--- Selected passage ---
§

I plan it out depending on the trends. Usual expenses for personal hygiene, cooking, daily wear etc are subscriptions I make on Amazon and other places at a discount. Dad save a lot on time that way.
I buy clothes 3 times a year and in a burst. Early enough before people start buying clothes for the season and later enough to not have to get from the old stock. That way, price is cheaper and I have more freedom in selection. Sometimes old stock can have good stuff too that never gets out of fashion.
Electronics I go for a generation behind just before the launch and sale days when students are going to college/school. I have a few places I ask for opinions so I don't have to do the research myself. There are communities for that such as suggest a laptop, build pc, etc on many major platforms. Upgrade cycle is 4 years - near august or december.
I have booked flight tickets already for 2 upcoming trips at a really reasonable price. I try to book them months before with an additional payment for a zero cancellation upto 24 hours before. Even if I have to pay for that feature, it's not much of a cost compared to the cheap tickets I get.
Electricity, phone, internet, water etc bills are automated via local payment apps. I get points on payments made via the app as well as for using the credit card.
I use emi/credit wherever possible to avoid paying upfront. I had dad set those up on autodebt as well. Building that credit history.
I wish I lived in less remote area, I could have subscription based groceries too.
The biggest benefit I guess doing it like that is I can easily download reports, transactions and put them up for tax returns. I can also set expenditure on different cards and family members by default this way. Green those cards equally, haha.

§

--- Activity ---
Output the part of the post on planning household spending, starting with "I buy clothes" and going on through "august or december.". The data that comes next is separate material and is not part of the text above.

(Stored data entries)
§

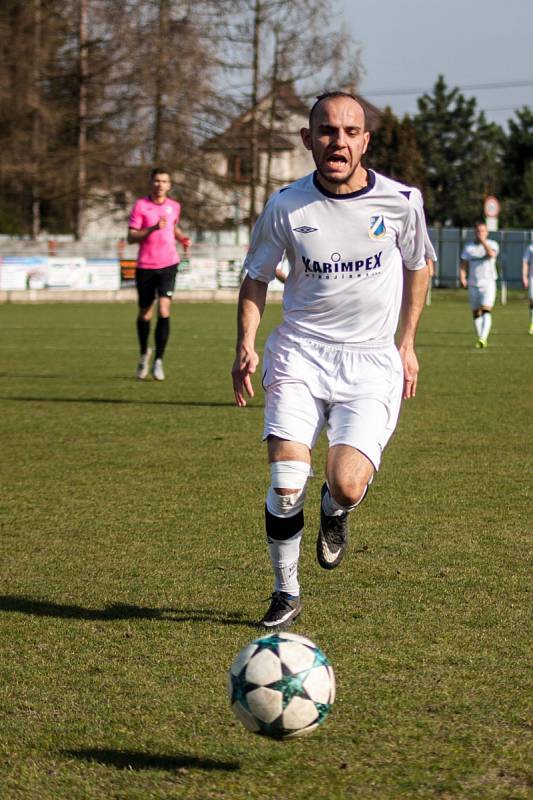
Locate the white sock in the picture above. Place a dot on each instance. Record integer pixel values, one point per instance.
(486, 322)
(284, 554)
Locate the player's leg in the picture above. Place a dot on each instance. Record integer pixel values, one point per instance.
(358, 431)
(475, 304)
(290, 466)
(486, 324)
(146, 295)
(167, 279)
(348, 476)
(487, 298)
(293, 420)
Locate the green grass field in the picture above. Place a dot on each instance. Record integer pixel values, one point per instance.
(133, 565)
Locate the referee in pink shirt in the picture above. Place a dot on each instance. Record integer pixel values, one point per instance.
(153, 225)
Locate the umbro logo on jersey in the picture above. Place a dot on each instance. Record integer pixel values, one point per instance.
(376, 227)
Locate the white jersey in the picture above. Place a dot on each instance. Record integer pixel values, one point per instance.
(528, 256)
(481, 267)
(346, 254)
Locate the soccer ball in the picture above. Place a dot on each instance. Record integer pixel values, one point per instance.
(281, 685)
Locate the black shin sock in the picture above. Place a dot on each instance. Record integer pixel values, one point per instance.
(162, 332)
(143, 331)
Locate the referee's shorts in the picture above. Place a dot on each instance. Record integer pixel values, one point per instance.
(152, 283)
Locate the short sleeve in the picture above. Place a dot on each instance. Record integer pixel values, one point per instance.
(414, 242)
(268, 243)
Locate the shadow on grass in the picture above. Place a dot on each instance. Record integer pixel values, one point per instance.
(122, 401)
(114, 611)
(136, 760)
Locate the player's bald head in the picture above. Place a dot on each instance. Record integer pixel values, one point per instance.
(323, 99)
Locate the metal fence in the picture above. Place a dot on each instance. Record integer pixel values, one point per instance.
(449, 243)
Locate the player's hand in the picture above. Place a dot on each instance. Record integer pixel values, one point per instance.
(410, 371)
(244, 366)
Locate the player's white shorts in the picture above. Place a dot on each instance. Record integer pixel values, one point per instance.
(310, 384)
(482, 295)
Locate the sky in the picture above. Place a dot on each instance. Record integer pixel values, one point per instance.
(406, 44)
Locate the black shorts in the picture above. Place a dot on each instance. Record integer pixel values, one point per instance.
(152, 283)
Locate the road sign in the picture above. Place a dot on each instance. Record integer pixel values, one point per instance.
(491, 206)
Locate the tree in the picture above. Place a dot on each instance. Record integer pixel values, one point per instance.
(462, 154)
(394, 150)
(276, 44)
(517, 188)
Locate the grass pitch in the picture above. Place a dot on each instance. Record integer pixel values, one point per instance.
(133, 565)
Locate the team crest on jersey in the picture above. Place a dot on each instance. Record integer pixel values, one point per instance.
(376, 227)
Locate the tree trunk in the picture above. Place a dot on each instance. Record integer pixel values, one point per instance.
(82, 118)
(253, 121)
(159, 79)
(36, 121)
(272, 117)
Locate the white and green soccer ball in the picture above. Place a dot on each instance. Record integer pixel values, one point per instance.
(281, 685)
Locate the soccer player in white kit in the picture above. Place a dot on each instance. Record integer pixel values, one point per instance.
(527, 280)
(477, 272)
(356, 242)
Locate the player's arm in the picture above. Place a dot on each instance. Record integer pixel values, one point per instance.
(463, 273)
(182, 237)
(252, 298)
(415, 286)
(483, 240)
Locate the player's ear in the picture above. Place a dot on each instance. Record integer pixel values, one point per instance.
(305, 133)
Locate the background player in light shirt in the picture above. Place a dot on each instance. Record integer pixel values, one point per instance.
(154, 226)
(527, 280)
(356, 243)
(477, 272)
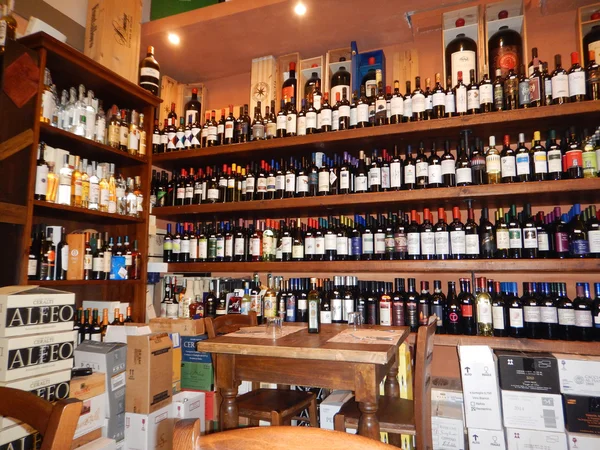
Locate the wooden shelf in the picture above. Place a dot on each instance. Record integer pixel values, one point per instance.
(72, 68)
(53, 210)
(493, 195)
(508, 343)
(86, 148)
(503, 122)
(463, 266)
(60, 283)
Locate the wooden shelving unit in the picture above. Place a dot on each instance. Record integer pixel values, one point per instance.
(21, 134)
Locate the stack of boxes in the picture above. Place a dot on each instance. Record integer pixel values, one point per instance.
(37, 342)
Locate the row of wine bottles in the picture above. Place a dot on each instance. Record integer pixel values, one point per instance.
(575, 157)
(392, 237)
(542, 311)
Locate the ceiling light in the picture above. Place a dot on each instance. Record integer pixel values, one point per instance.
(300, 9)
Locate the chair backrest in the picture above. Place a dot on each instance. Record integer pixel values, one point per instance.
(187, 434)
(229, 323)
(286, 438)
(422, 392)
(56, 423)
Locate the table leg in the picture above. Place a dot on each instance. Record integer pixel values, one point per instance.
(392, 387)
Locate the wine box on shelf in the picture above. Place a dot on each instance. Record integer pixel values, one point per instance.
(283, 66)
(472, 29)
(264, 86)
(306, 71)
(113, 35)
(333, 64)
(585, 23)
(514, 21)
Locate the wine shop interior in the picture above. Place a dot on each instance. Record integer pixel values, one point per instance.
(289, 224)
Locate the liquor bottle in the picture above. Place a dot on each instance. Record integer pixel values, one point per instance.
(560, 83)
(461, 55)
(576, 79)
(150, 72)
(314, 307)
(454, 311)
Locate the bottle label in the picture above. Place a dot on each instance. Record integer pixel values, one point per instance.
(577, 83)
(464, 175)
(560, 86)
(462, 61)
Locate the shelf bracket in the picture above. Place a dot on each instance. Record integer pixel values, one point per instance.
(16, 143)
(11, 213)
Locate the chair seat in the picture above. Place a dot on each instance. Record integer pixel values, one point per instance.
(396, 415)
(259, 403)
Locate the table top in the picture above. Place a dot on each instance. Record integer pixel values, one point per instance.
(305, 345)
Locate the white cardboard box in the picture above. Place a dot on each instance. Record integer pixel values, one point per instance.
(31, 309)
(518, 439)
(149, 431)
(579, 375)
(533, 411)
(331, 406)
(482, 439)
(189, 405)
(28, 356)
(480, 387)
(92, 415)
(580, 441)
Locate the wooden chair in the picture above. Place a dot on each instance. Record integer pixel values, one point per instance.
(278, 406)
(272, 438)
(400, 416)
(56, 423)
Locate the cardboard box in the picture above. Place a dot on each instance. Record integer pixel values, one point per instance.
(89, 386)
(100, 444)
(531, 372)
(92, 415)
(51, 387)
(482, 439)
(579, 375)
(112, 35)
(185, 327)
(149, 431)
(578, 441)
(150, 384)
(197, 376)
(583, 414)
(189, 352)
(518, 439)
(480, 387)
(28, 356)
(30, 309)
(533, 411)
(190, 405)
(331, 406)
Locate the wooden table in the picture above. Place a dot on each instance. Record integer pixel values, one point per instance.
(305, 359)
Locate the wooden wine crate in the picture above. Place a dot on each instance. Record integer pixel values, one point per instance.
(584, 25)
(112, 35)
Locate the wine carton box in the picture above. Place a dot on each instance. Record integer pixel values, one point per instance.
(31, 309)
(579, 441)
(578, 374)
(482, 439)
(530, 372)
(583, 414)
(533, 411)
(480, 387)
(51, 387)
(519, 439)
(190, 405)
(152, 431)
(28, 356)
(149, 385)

§

--- Task response ---
I buy clothes 3 times a year and in a burst. Early enough before people start buying clothes for the season and later enough to not have to get from the old stock. That way, price is cheaper and I have more freedom in selection. Sometimes old stock can have good stuff too that never gets out of fashion.
Electronics I go for a generation behind just before the launch and sale days when students are going to college/school. I have a few places I ask for opinions so I don't have to do the research myself. There are communities for that such as suggest a laptop, build pc, etc on many major platforms. Upgrade cycle is 4 years - near august or december.